=== TEXT ===
-- START --
Tanzania’s First Flight Booking Site Carves New Path for Airline Industry

Tanzanians fly the way Europeans travel by train. It’s the main mode of city-hopping transportation. But there have really only been two ways to book a domestic flight between the country’s dozens of airports: through the airline directly or through a travel broker — for a fee.

That changed last week when a pair of digital entrepreneurs launched the country’s first booking website, Flyezee.com. The founders say they want to bring more convenience and regularity to East Africa’s emerging commercial aviation industry, offering flight comparisons and no-fee booking for the country’s  travelers.

“There’s been no common marketplace so far for the airlines to represent themselves,” says Bruce Hurd, who lives in London. He started the company in September 2013 with his buddy Matthew Bell, who had been living in Tanzania for 10 years, learning Swahili and launching other tech startups. He’s now in Germany.

Flyezee went live June 18 on the wings (sorry) of their personal $180,000 investment.

The Tanzanian aviation industry is “fragmented,” Hurd says. “We’re coming in as the first online marketplace.”

Websites like Hotwire and Kayak, so central to air travel in other parts of the world, don’t work well in Tanzania. That’s mainly because flight schedules are so erratic. Sometimes a scheduled route flies; sometimes it doesn’t for lack of demand. Plus, connecting flights are difficult to work out because the airlines don’t communicate well.

Major airlines link their databases to a global distribution system — a central network from which Hotwire and Kayak pull their info. But Africa isn’t there yet. Hurd and Bell aren’t aware of any competition to Flyezee anywhere in East Africa, despite two big players operating in the region, Kenya Airways and Ethiopian Airlines.

Africa Taking Off

Analysts and investors widely expect commercial air travel in Africa to increase as more people enter the middle class. The little data that exists on flight traffic, however, suggests sluggish growth so far.
-- END --
=== EXERCISE TASK ===
According to the article about Tanzania's first flight booking site, how much of their own money did the founders put into launching Flyezee?

(Segmentation dataset excerpts)
-- START --
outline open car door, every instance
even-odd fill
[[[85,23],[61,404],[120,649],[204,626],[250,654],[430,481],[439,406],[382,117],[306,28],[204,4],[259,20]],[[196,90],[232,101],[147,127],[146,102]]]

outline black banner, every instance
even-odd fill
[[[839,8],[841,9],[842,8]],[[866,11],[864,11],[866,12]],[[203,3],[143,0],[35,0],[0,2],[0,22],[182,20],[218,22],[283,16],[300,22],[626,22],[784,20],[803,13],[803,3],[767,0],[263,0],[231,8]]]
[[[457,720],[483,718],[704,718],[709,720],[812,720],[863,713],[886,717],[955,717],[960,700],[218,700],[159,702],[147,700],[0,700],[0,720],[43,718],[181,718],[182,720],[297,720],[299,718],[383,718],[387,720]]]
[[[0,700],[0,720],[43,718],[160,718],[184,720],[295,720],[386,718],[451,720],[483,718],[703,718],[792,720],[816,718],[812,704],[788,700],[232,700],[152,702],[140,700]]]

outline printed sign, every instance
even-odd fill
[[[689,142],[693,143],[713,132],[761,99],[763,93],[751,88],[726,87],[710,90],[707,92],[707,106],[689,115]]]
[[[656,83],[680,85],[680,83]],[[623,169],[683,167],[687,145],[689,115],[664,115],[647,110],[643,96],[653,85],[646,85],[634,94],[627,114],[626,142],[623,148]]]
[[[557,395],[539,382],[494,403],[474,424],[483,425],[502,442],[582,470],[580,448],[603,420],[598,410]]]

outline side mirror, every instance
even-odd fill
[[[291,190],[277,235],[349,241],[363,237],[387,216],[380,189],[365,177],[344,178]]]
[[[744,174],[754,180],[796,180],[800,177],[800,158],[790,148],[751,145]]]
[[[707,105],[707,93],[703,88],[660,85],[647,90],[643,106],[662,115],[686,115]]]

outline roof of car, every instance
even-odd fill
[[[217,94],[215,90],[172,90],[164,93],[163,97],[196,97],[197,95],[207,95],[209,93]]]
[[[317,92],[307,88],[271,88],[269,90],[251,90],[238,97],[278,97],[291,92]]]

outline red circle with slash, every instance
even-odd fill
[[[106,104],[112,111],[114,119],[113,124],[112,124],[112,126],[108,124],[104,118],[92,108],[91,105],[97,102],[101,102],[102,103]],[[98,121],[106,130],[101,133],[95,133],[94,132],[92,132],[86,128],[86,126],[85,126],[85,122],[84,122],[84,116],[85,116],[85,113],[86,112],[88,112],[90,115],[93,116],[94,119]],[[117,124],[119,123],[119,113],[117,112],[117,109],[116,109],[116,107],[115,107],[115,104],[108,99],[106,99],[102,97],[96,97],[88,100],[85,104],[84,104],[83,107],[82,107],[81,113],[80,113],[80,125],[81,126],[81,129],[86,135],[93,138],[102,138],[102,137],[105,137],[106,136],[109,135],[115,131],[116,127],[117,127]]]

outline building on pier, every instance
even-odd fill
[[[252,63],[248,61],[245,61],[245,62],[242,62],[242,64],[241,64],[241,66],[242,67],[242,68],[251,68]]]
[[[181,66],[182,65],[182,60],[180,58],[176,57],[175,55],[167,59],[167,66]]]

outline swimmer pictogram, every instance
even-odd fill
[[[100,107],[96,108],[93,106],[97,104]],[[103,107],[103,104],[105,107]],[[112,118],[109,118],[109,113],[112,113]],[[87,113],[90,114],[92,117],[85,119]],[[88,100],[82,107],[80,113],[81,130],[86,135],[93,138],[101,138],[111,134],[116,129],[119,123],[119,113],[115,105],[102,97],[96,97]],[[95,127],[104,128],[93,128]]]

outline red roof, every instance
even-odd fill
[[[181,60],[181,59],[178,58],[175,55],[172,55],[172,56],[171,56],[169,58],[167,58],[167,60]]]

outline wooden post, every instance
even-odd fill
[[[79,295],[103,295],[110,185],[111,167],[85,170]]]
-- END --
=== ANSWER ===
$180,000.